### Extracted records
◇ ◇ ◇ ◇ ◇ ◇ ◇

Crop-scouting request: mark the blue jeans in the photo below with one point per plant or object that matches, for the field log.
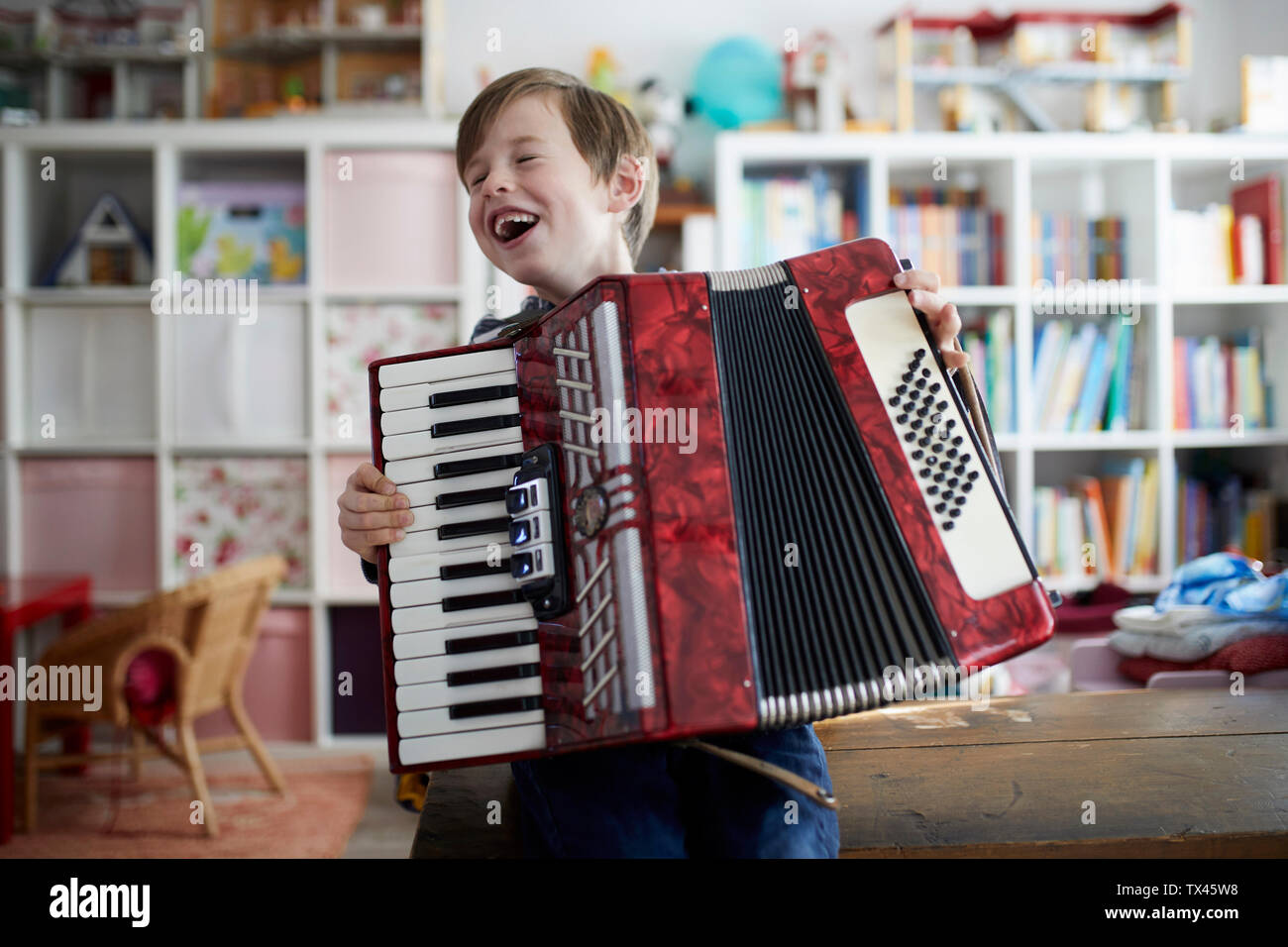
(660, 800)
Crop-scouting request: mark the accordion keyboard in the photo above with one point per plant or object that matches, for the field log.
(467, 661)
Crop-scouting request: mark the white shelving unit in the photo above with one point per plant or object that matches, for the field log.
(1136, 176)
(162, 149)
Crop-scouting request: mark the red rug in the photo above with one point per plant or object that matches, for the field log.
(104, 814)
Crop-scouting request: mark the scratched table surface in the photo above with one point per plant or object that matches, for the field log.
(1125, 774)
(1122, 774)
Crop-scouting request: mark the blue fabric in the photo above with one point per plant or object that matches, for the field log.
(661, 800)
(1229, 583)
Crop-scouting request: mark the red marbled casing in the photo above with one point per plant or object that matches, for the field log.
(700, 654)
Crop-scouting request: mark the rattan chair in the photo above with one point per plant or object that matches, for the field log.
(209, 626)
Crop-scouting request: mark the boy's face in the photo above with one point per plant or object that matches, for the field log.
(536, 209)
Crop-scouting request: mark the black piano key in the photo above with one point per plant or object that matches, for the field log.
(489, 676)
(473, 570)
(477, 527)
(472, 425)
(510, 705)
(464, 468)
(507, 639)
(460, 603)
(469, 497)
(472, 395)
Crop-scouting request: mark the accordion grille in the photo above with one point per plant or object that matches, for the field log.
(836, 608)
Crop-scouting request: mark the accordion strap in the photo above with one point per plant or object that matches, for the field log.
(978, 416)
(786, 777)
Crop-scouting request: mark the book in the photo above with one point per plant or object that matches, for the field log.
(1263, 200)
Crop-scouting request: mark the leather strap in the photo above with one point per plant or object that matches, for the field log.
(785, 777)
(978, 415)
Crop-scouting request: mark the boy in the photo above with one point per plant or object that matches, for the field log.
(562, 188)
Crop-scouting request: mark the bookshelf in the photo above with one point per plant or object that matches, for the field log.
(1138, 178)
(172, 398)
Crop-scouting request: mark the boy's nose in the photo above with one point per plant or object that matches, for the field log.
(496, 184)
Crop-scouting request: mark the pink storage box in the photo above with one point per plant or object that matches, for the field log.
(394, 223)
(90, 514)
(278, 684)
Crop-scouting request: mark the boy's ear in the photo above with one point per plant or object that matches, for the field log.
(626, 185)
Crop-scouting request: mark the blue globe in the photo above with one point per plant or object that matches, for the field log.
(738, 81)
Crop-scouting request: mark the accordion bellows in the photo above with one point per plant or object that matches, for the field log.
(684, 504)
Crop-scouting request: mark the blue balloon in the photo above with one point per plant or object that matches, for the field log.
(738, 81)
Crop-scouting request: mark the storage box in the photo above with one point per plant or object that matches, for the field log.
(357, 335)
(91, 372)
(356, 651)
(390, 219)
(239, 508)
(90, 514)
(240, 381)
(253, 231)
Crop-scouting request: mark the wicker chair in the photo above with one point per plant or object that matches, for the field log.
(209, 626)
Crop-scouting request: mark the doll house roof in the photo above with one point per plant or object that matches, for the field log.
(107, 222)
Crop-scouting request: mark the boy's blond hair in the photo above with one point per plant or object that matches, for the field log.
(601, 128)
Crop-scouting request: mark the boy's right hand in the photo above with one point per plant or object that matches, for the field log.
(372, 512)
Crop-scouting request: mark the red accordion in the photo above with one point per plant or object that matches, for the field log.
(687, 504)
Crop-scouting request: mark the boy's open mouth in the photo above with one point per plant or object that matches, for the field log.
(511, 224)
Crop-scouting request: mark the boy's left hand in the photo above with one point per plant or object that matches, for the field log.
(941, 315)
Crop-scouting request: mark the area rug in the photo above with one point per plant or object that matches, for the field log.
(104, 814)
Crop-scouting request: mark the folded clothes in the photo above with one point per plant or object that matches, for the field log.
(1194, 642)
(1249, 656)
(1207, 581)
(1228, 582)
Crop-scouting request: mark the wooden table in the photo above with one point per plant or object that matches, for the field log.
(1185, 774)
(25, 600)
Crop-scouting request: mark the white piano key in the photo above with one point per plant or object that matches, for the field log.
(423, 444)
(421, 671)
(426, 541)
(425, 617)
(428, 566)
(417, 395)
(438, 694)
(421, 418)
(421, 468)
(430, 369)
(430, 590)
(432, 517)
(426, 643)
(425, 492)
(419, 723)
(472, 744)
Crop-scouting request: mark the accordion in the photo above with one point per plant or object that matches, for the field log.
(687, 504)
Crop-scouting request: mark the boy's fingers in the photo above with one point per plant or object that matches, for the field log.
(381, 538)
(374, 521)
(362, 501)
(373, 479)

◇ ◇ ◇ ◇ ◇ ◇ ◇

### About this task
Copy every line above word for word and exclude the pictures.

### Task result
Crop-scouting request: mark the blue jeans in the photo below with one point per plant or object that matches, for the field log.
(660, 800)
Crop-scouting request: mark the accordion keyboard in the photo above with one point per plant or object that matches, for the field log.
(467, 661)
Crop-scouting request: mark the white shelving unit in the photo above with one point per plant or object that matches, for the field log.
(1136, 176)
(162, 149)
Crop-scouting request: mark the red rug in the photo above with one point per plant or object that matches, for the field log.
(104, 814)
Crop-scouting request: mark the scratched table surface in the photo above with one point per plant or object that matches, for the field log.
(1125, 774)
(1122, 774)
Crop-scouting request: mark the blue fabric in the photo above with one point per plant or object that matches, for the field log.
(661, 800)
(1229, 583)
Crop-scouting request: mark the red marbled casing in the photo above with one point per plant or object that matches, for the field log.
(700, 654)
Crop-scouting request: mark the rattan chair in the photo above with one point per plant or object that matches, for the field log.
(209, 626)
Crop-scouting request: mark the boy's face in the photo above with one point per plant or object that matches, for the field log.
(536, 209)
Crop-scouting request: mark the black piano key in the photo above with one point per plant or object that matches, for the field log.
(489, 676)
(473, 570)
(477, 527)
(472, 425)
(510, 705)
(464, 468)
(507, 639)
(460, 603)
(469, 497)
(472, 395)
Crop-scouting request: mark the accordion grille in the photo above with one point per plant or object that matches, for the field log.
(836, 608)
Crop-scouting request: mark the accordion strap in the photo above with one point per plant or object that matches, for the field log.
(978, 416)
(786, 777)
Crop-scouting request: mark the book in the photo above with one point per plant or object that matches, for the field log.
(1263, 200)
Crop-scouting request: mark the leather strap in the photo above with one point per plant or object that matches, for the field log.
(785, 777)
(978, 415)
Crop-scouting request: mark the boy in the photo above with one point per plant or object that matches, for the field log.
(562, 188)
Crop-scouting request: mark the bookshelf in the photo above with one point per plant or object that matches, for the field log.
(1138, 178)
(172, 398)
Crop-scouting request: mark the boy's nose in the photo above with one point per plant or object that matches, for the field log.
(496, 184)
Crop-scouting request: mark the pink storage box in the photo above with one point per plant or object that matches, for the field log.
(394, 223)
(90, 514)
(278, 684)
Crop-scouting request: mark the boy's ear in the photo above with one point per plant or object that matches, for the field log.
(626, 185)
Crop-scouting request: mark the blue globe in the photo above with one point per plant or object that matches, for the field log.
(738, 81)
Crop-scouting request: mark the accordion bellows in the photo above with one point per plant or object that matches, for the field log.
(684, 504)
Crop-scouting request: mark the blue balloon in the photo above with one point per plant or object that matches, for the field log.
(738, 81)
Crop-scouting request: mark the storage box in the photo above with one point per plant or object that matches, for the field log.
(357, 335)
(91, 372)
(356, 651)
(390, 219)
(239, 508)
(90, 514)
(240, 381)
(253, 231)
Crop-scouting request: mark the wicker chair in the photo above with one point per plant or object that matches, for the field log.
(209, 626)
Crop-scouting request: mark the doll house roof in the photo above with one point per plant or object that matches, for the field log.
(107, 222)
Crop-scouting request: mark the boy's blond hair in the photo above with one point per plant or object that matches, for the field log.
(601, 128)
Crop-scouting request: mark the boy's right hand in the photo above with one point per plant or object that matches, for the field log.
(372, 512)
Crop-scouting request: mark the red accordion in the photo above with one point per plant or object that matches, for the field log.
(687, 504)
Crop-scouting request: mark the boy's open mouth in the photo above with one point per plant or object that matches, for the field log.
(511, 224)
Crop-scouting request: mark the boy's left hand in the photo above with one point per plant or object that matches, for the field log.
(941, 315)
Crop-scouting request: mark the area rug in the photo above with one point per plant or object that matches, for the field log.
(104, 814)
Crop-scouting request: mark the folded clothes in the photo above with one point per plant or object that matches, for the field log.
(1194, 642)
(1249, 656)
(1207, 581)
(1228, 582)
Crop-scouting request: mark the wooden table in the photo above with one point per plant or object that matches, for the field log.
(1185, 774)
(25, 600)
Crop-scouting request: mark the white piano key in the photo above with one point per plant or object that matches, for the field log.
(423, 444)
(421, 671)
(426, 541)
(425, 617)
(428, 566)
(417, 395)
(438, 694)
(421, 418)
(421, 468)
(430, 369)
(430, 590)
(432, 517)
(426, 643)
(425, 492)
(419, 723)
(472, 744)
Crop-scouting request: mark the accordion in the photo above with one point per plant or object that matches, for the field log.
(687, 504)
Crop-scouting request: mark the boy's fingers in the photo above with one point per plant or object that matches, for the field log.
(381, 538)
(374, 521)
(362, 501)
(373, 479)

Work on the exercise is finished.